◆ **Task directions**
Transcribe each entry exactly, without pictures.

◆ **Records provided**
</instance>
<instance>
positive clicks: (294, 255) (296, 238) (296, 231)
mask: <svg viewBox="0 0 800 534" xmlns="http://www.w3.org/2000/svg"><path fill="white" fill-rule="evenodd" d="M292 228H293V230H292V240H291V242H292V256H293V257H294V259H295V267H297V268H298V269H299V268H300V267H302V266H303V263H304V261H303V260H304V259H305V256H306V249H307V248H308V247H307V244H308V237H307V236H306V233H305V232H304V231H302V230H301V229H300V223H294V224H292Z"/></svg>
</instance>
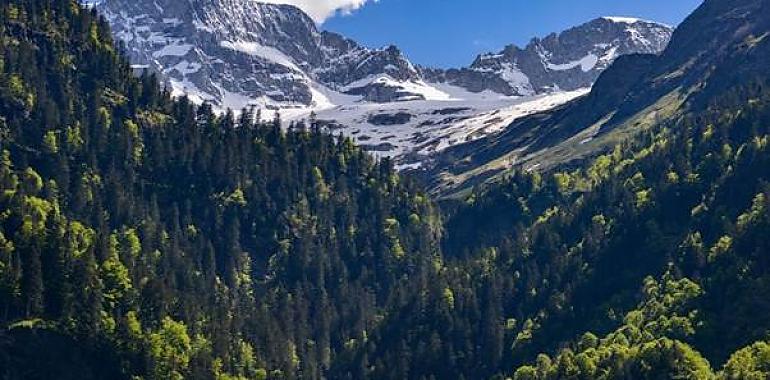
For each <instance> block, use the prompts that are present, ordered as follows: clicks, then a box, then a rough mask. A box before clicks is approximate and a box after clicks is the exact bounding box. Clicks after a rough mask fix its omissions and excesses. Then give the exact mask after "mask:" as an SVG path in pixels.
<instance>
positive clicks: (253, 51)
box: [219, 41, 302, 72]
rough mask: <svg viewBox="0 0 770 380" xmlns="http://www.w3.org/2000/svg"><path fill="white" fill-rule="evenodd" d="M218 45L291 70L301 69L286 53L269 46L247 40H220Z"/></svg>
mask: <svg viewBox="0 0 770 380" xmlns="http://www.w3.org/2000/svg"><path fill="white" fill-rule="evenodd" d="M219 45H220V46H222V47H223V48H225V49H230V50H235V51H240V52H242V53H246V54H249V55H253V56H255V57H260V58H262V59H265V60H267V61H269V62H273V63H277V64H279V65H281V66H284V67H287V68H289V69H291V70H293V71H297V72H302V69H300V68H299V66H297V64H295V63H294V61H293V60H292V59H291V58H289V57H288V56H287V55H286V54H283V53H282V52H281V51H280V50H278V49H276V48H273V47H270V46H264V45H261V44H259V43H257V42H247V41H222V42H220V43H219Z"/></svg>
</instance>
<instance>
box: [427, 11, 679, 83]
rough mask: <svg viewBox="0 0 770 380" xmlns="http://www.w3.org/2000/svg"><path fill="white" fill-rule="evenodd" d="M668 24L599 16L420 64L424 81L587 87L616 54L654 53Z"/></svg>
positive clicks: (661, 41)
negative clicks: (485, 52) (481, 50)
mask: <svg viewBox="0 0 770 380" xmlns="http://www.w3.org/2000/svg"><path fill="white" fill-rule="evenodd" d="M672 32H673V29H672V28H671V27H668V26H665V25H661V24H657V23H653V22H648V21H643V20H637V19H628V18H612V17H606V18H599V19H596V20H593V21H591V22H589V23H587V24H584V25H581V26H578V27H575V28H572V29H569V30H567V31H564V32H562V33H560V34H551V35H549V36H548V37H546V38H543V39H538V38H536V39H534V40H532V41H531V42H530V43H529V44H528V45H527V47H526V48H524V49H521V48H519V47H517V46H513V45H512V46H508V47H506V48H505V49H504V50H503V51H501V52H499V53H496V54H484V55H480V56H479V57H478V58H477V59H476V61H475V62H473V64H472V65H471V66H470V67H468V68H462V69H450V70H446V71H444V70H424V73H425V75H426V76H427V77H428V79H429V80H430V81H433V82H442V83H449V84H454V85H457V86H461V87H464V88H466V89H467V90H469V91H473V92H481V91H486V90H489V91H493V92H497V93H501V94H505V95H525V96H526V95H533V94H541V93H546V92H553V91H559V90H562V91H572V90H576V89H579V88H586V87H590V86H591V85H592V84H593V83H594V82H595V81H596V79H597V78H598V77H599V75H600V74H601V73H602V72H603V71H604V70H605V69H607V67H609V65H610V64H611V63H612V62H614V61H615V59H616V58H617V57H619V56H622V55H627V54H633V53H650V54H657V53H660V52H661V51H663V49H665V47H666V45H667V44H668V41H669V40H670V38H671V34H672Z"/></svg>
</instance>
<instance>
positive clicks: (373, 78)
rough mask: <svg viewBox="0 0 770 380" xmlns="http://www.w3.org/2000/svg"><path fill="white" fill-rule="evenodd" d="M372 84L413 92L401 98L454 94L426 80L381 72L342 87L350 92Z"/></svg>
mask: <svg viewBox="0 0 770 380" xmlns="http://www.w3.org/2000/svg"><path fill="white" fill-rule="evenodd" d="M372 84H378V85H383V86H386V87H392V88H397V89H400V90H401V91H402V92H405V93H409V94H413V95H414V96H412V97H411V98H409V97H406V98H403V99H401V100H413V99H421V98H422V99H425V100H452V96H451V95H450V94H448V93H446V92H443V91H441V90H440V89H438V88H436V87H434V86H431V85H429V84H427V83H425V82H424V81H421V80H418V81H399V80H396V79H393V77H391V76H390V75H387V74H379V75H370V76H368V77H366V78H363V79H360V80H357V81H355V82H353V83H350V84H348V85H347V86H345V87H342V88H341V91H342V92H348V91H350V90H353V89H357V88H362V87H366V86H369V85H372Z"/></svg>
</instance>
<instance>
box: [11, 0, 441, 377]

◆ **Output**
</instance>
<instance>
positive clicks: (294, 255) (296, 238) (296, 231)
mask: <svg viewBox="0 0 800 534" xmlns="http://www.w3.org/2000/svg"><path fill="white" fill-rule="evenodd" d="M292 228H293V230H292V240H291V242H292V256H293V257H294V259H295V267H297V268H298V269H299V268H300V267H302V266H303V263H304V261H303V260H304V259H305V256H306V249H307V248H308V247H307V244H308V237H307V236H306V233H305V232H304V231H302V230H301V229H300V223H294V224H292Z"/></svg>
</instance>
For each <instance> block, use the prompts that are present, ordered as follows: clicks, then a box, then a rough mask. A box before clicks is approximate and a box after clicks is the exact bounding box. Clicks after a rough mask fix its omissions and excesses. Then give the exact mask after "mask:" as an SVG path in pixels.
<instance>
positive clicks: (253, 51)
box: [219, 41, 302, 72]
rough mask: <svg viewBox="0 0 770 380" xmlns="http://www.w3.org/2000/svg"><path fill="white" fill-rule="evenodd" d="M218 45L291 70L301 69L286 53L269 46L247 40H220Z"/></svg>
mask: <svg viewBox="0 0 770 380" xmlns="http://www.w3.org/2000/svg"><path fill="white" fill-rule="evenodd" d="M219 45H220V46H222V47H223V48H225V49H230V50H235V51H240V52H242V53H246V54H249V55H253V56H255V57H260V58H262V59H265V60H267V61H269V62H273V63H277V64H279V65H281V66H284V67H287V68H289V69H291V70H293V71H297V72H302V69H300V68H299V66H297V64H295V63H294V61H293V60H292V59H291V58H289V57H288V56H287V55H286V54H283V53H282V52H281V51H280V50H278V49H276V48H273V47H270V46H264V45H261V44H259V43H257V42H247V41H222V42H220V43H219Z"/></svg>
</instance>
<instance>
box: [427, 11, 679, 83]
rough mask: <svg viewBox="0 0 770 380" xmlns="http://www.w3.org/2000/svg"><path fill="white" fill-rule="evenodd" d="M668 24L599 16L420 64L424 81L587 87L616 54L654 53Z"/></svg>
positive clicks: (661, 41)
negative clicks: (485, 52) (481, 50)
mask: <svg viewBox="0 0 770 380" xmlns="http://www.w3.org/2000/svg"><path fill="white" fill-rule="evenodd" d="M672 32H673V29H672V28H671V27H668V26H665V25H661V24H657V23H653V22H648V21H643V20H637V19H628V18H612V17H606V18H599V19H596V20H593V21H591V22H589V23H587V24H584V25H581V26H578V27H575V28H572V29H569V30H567V31H564V32H562V33H560V34H551V35H549V36H548V37H546V38H543V39H538V38H536V39H534V40H532V41H531V42H530V43H529V44H528V45H527V47H526V48H524V49H521V48H519V47H517V46H513V45H512V46H508V47H506V48H505V49H504V50H503V51H501V52H499V53H496V54H484V55H480V56H479V57H478V58H477V59H476V61H475V62H473V64H472V65H471V66H470V67H468V68H462V69H450V70H446V71H444V70H424V73H425V75H426V76H427V77H428V79H429V80H430V81H433V82H442V83H449V84H454V85H457V86H461V87H464V88H466V89H467V90H469V91H473V92H481V91H486V90H489V91H493V92H497V93H501V94H505V95H525V96H526V95H533V94H541V93H546V92H553V91H559V90H562V91H572V90H576V89H579V88H586V87H590V86H591V85H592V84H593V83H594V82H595V81H596V79H597V78H598V77H599V75H600V74H601V73H602V72H603V71H604V70H605V69H607V67H609V65H610V64H611V63H612V62H614V61H615V59H616V58H617V57H619V56H622V55H627V54H633V53H650V54H657V53H660V52H661V51H663V49H665V47H666V45H667V44H668V41H669V40H670V38H671V34H672Z"/></svg>
</instance>
<instance>
positive clicks: (373, 78)
rough mask: <svg viewBox="0 0 770 380" xmlns="http://www.w3.org/2000/svg"><path fill="white" fill-rule="evenodd" d="M372 84L413 92L401 98L454 94L426 80L381 72L342 87L350 92Z"/></svg>
mask: <svg viewBox="0 0 770 380" xmlns="http://www.w3.org/2000/svg"><path fill="white" fill-rule="evenodd" d="M372 84H378V85H383V86H386V87H392V88H397V89H400V90H401V91H402V92H405V93H409V94H413V95H414V96H412V97H411V98H409V97H406V98H403V99H401V100H413V99H421V98H422V99H425V100H452V96H451V95H450V94H448V93H446V92H443V91H441V90H440V89H438V88H436V87H434V86H431V85H429V84H427V83H425V82H424V81H421V80H418V81H399V80H396V79H393V77H391V76H390V75H387V74H379V75H370V76H368V77H366V78H363V79H360V80H357V81H355V82H353V83H350V84H348V85H347V86H345V87H342V88H341V91H342V92H348V91H350V90H353V89H357V88H362V87H366V86H369V85H372Z"/></svg>
</instance>
<instance>
box: [11, 0, 441, 377]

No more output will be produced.